### What you will do
Reproduce every line of the data below verbatim and in its original order.

### Items listed in a dataset
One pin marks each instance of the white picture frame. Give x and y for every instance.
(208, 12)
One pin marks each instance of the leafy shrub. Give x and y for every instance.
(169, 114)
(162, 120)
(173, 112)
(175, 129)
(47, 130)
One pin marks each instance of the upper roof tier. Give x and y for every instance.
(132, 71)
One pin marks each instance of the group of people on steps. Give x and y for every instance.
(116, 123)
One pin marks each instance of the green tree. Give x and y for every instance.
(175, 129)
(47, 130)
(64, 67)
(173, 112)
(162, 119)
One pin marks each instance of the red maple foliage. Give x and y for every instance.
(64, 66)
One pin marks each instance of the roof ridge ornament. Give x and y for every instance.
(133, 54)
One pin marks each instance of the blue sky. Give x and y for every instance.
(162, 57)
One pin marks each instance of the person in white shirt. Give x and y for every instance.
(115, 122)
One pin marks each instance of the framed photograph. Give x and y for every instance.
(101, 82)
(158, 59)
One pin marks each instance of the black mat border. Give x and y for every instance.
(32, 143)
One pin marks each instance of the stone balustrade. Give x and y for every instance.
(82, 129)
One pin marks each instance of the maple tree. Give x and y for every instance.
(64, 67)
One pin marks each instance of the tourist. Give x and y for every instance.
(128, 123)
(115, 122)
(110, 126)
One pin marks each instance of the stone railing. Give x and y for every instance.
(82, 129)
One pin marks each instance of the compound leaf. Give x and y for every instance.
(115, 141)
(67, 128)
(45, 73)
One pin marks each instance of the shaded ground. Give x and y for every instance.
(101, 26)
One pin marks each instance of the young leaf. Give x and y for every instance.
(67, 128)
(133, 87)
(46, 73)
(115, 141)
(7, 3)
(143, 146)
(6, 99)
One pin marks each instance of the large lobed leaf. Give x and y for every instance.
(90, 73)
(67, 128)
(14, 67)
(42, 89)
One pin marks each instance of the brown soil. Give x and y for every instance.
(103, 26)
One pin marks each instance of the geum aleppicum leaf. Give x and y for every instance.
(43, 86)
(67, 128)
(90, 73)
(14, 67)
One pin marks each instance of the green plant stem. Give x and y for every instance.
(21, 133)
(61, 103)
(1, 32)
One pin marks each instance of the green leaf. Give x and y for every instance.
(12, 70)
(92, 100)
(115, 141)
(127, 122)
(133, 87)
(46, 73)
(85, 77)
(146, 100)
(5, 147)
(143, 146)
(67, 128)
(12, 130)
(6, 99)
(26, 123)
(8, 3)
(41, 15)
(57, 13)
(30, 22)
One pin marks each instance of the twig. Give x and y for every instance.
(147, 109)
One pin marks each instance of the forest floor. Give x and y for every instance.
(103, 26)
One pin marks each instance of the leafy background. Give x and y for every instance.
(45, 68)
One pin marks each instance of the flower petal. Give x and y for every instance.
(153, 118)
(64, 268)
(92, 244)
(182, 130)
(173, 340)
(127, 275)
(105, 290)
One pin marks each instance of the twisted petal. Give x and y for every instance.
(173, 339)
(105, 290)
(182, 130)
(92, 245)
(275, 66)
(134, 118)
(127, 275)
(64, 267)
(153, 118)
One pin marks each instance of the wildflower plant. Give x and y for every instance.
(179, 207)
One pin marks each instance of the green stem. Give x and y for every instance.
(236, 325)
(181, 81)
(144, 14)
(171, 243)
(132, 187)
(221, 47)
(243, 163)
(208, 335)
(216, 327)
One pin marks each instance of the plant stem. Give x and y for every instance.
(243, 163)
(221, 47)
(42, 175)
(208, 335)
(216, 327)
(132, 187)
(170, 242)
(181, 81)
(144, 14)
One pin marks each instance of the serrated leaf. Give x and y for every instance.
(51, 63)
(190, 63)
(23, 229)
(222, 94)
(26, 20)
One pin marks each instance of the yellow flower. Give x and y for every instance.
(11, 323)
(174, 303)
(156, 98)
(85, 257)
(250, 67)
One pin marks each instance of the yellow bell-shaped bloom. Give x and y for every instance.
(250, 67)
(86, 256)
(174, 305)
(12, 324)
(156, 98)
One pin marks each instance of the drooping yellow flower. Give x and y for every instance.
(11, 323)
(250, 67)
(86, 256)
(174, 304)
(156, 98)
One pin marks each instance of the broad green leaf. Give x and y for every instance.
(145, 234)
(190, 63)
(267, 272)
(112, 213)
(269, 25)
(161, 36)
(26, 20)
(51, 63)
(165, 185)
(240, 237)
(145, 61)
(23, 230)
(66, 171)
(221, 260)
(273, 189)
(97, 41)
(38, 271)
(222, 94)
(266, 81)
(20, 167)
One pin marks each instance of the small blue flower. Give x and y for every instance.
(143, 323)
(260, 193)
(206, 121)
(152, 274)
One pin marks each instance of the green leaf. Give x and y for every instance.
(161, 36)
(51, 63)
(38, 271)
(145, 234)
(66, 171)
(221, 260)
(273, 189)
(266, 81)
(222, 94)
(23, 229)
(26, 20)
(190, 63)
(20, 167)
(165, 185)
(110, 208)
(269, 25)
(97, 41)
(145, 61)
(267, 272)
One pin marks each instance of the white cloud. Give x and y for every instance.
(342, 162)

### Response below
One pin marks each instance of the white picture frame. Give x and y for every instance.
(208, 12)
One pin marks each instance of the leafy shrub. Give x and y for every instance.
(169, 114)
(162, 120)
(173, 112)
(175, 129)
(47, 130)
One pin marks each instance of the upper roof tier. Give x and y for every instance.
(132, 71)
One pin marks each instance of the group of people on steps. Give x and y for every instance.
(116, 123)
One pin marks each instance of the green tree. Give x and y for every instance.
(175, 129)
(47, 130)
(64, 67)
(173, 112)
(162, 119)
One pin marks each instance of the red maple foliage. Give x and y for every instance.
(64, 66)
One pin marks each instance of the roof ridge ornament. Give x and y for every instance.
(133, 54)
One pin marks each instance of the blue sky. Give x and y for every instance.
(162, 57)
One pin marks each instance of the person in white shirt. Give x and y for every instance.
(115, 122)
One pin marks each instance of the framed photograph. Give x and y for every instance.
(101, 82)
(158, 59)
One pin marks each instance of the black mat border. Give x and y for every instance.
(32, 143)
One pin marks each instance of the stone balustrade. Give x and y for every instance.
(82, 129)
One pin marks each instance of the maple tree. Give x and y for every instance.
(64, 67)
One pin marks each instance of the tourist. Give x and y for every instance.
(128, 123)
(115, 122)
(110, 126)
One pin marks each instance of the stone railing. Give x and y for every instance.
(82, 129)
One pin marks each instance of the compound leaf. Give x and y for every instance.
(115, 141)
(67, 128)
(45, 73)
One pin marks each instance of the shaded ground. Give x and y for every instance.
(101, 26)
One pin marks each instance of the young leaf. Give x and y for every instance.
(67, 128)
(133, 87)
(46, 73)
(115, 141)
(7, 3)
(143, 146)
(6, 99)
One pin marks each instance of the large lobed leaf. Give x and y for every instance.
(90, 73)
(67, 128)
(14, 67)
(42, 89)
One pin marks each instance of the brown soil. Give x and y for every instance.
(103, 26)
One pin marks each instance of the geum aleppicum leaf. Give x and y for every instance.
(43, 86)
(67, 128)
(90, 73)
(14, 67)
One pin marks each instance of the green plant stem. Give x and y for every instance.
(21, 133)
(61, 103)
(1, 32)
One pin marks each instance of the green leaf. Give x and y for every instance.
(12, 70)
(92, 100)
(115, 141)
(127, 122)
(133, 87)
(46, 73)
(85, 77)
(146, 100)
(5, 147)
(143, 146)
(67, 128)
(12, 130)
(6, 99)
(26, 123)
(8, 3)
(41, 15)
(57, 13)
(30, 22)
One pin marks each instance of the twig. Give x and y for every instance.
(147, 109)
One pin marks each instance of the forest floor. Give x and y for every instance.
(103, 26)
One pin marks each instance of the leafy background. Give x and y for every instance.
(45, 68)
One pin marks each instance of the flower petal. Give x and y for every instance.
(153, 118)
(64, 268)
(92, 244)
(182, 130)
(173, 340)
(127, 275)
(105, 290)
One pin marks each instance of the twisted petal. Give x and y for every instance.
(173, 339)
(105, 290)
(182, 130)
(92, 245)
(275, 66)
(134, 118)
(127, 275)
(64, 267)
(153, 118)
One pin marks each instance of the wildflower plant. Give x and y for every instance.
(179, 207)
One pin marks each instance of the green stem. Give x and y for every instance.
(236, 325)
(181, 81)
(144, 14)
(171, 243)
(132, 187)
(221, 47)
(243, 163)
(208, 335)
(216, 327)
One pin marks each instance of the plant stem. Give x and y for every instance.
(243, 163)
(221, 47)
(42, 175)
(208, 335)
(216, 327)
(132, 187)
(170, 242)
(181, 81)
(144, 14)
One pin marks each instance of the serrated leaf. Give x and y for every instance.
(51, 63)
(190, 63)
(23, 229)
(222, 94)
(26, 20)
One pin marks each instance of the yellow flower. Give x and y for every instance.
(11, 323)
(174, 303)
(156, 98)
(85, 257)
(250, 67)
One pin marks each instance of the yellow bell-shaped bloom. Give x and y for every instance.
(250, 67)
(86, 256)
(174, 305)
(12, 324)
(156, 98)
One pin marks each instance of the drooping yellow flower. Give x and y for every instance.
(11, 323)
(250, 67)
(86, 256)
(174, 304)
(156, 98)
One pin marks each instance of the broad green leaf. Give x and y for every instance.
(145, 234)
(190, 63)
(267, 272)
(112, 213)
(269, 25)
(161, 36)
(26, 20)
(51, 63)
(165, 185)
(240, 237)
(145, 61)
(23, 230)
(66, 171)
(221, 260)
(273, 189)
(97, 41)
(38, 271)
(222, 94)
(266, 81)
(20, 167)
One pin marks each instance of the small blue flower. Give x and y for every instance.
(143, 323)
(260, 193)
(206, 121)
(152, 274)
One pin marks each instance of the green leaf. Give x and y for every instance.
(161, 36)
(51, 63)
(38, 271)
(145, 234)
(66, 171)
(221, 260)
(273, 189)
(266, 81)
(222, 94)
(23, 229)
(26, 20)
(190, 63)
(20, 167)
(165, 185)
(110, 208)
(269, 25)
(97, 41)
(145, 61)
(267, 272)
One pin marks each instance of the white cloud. Give x and y for every instance.
(342, 162)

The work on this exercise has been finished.